GIVEN TASK:
Reproduce each of the entries below verbatim, keeping every character and line break unchanged.

GIVEN RECORDS:
+-------+

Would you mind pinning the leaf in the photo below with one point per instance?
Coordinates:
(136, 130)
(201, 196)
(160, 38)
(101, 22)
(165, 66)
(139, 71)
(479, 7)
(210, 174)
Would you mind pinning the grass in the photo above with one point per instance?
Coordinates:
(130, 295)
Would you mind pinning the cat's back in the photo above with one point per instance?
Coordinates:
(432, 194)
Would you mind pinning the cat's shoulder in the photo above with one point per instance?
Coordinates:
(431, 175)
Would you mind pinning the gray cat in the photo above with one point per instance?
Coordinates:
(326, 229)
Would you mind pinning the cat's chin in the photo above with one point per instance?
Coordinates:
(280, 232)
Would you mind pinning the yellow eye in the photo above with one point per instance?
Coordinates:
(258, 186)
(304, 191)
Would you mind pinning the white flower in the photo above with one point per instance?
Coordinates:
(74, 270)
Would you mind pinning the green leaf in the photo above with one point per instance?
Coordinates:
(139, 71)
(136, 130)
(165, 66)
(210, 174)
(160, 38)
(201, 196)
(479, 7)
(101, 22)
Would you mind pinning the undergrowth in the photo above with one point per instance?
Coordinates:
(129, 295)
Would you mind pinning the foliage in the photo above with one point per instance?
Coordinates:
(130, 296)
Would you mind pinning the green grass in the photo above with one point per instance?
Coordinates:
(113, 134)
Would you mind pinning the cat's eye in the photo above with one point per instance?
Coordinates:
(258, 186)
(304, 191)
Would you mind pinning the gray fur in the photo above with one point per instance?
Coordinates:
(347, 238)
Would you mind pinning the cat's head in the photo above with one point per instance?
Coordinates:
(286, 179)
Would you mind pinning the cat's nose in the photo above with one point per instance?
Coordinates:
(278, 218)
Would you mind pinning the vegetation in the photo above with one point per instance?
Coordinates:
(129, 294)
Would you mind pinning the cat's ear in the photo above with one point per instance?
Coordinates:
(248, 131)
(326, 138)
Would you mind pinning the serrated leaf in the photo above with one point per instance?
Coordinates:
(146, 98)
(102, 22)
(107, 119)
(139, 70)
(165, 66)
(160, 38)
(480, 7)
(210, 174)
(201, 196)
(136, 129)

+-------+

REPLY TO THE TASK:
Would you mind pinning the leaf in the photo below with one point per instance?
Coordinates:
(136, 130)
(201, 196)
(160, 38)
(101, 22)
(165, 66)
(139, 71)
(479, 7)
(210, 174)
Would you mind pinning the grass in the photo above with one point per instance?
Coordinates:
(130, 295)
Would you mind pinning the cat's back in the photo above with one point per instance?
Coordinates:
(432, 194)
Would you mind pinning the cat's shoulder in the photo above with one point per instance?
Coordinates:
(431, 175)
Would you mind pinning the gray cat in the photo above with one point per instance?
Coordinates:
(326, 229)
Would you mind pinning the cat's chin in the photo above with one point per instance?
Coordinates:
(280, 232)
Would you mind pinning the yellow eye in the photo above with one point per instance?
Coordinates:
(258, 186)
(304, 191)
Would you mind pinning the white flower in the photo above with one point per instance?
Coordinates:
(74, 270)
Would you mind pinning the green leaf in the photo above with one point per instance?
Coordinates:
(139, 71)
(136, 130)
(165, 66)
(210, 174)
(160, 38)
(201, 196)
(479, 7)
(101, 22)
Would you mind pinning the undergrowth in the photo above with one point per instance?
Coordinates:
(129, 295)
Would you mind pinning the foliage in the photo above with one point per instance?
Coordinates:
(130, 296)
Would you mind pinning the green grass in the photo above with one point per instance?
Coordinates:
(113, 134)
Would you mind pinning the cat's eye in the photo above with one point per instance?
Coordinates:
(258, 186)
(304, 191)
Would you mind pinning the gray fur in the photo above with one point per instance?
Coordinates:
(347, 238)
Would you mind pinning the cat's head in the photo above with one point per instance?
Coordinates:
(286, 179)
Would you mind pinning the cat's nose in the photo above with one point per instance?
Coordinates:
(278, 218)
Would you mind pinning the vegetation in the photo above with one point per instance?
Coordinates:
(129, 294)
Would you mind pinning the cat's ear in the photo above with one point per instance?
Coordinates:
(248, 131)
(326, 138)
Would you mind pinning the serrated leaf in the photo above with one point per instance?
Coordinates:
(146, 98)
(102, 22)
(107, 119)
(139, 70)
(165, 66)
(160, 38)
(480, 7)
(210, 174)
(201, 196)
(136, 129)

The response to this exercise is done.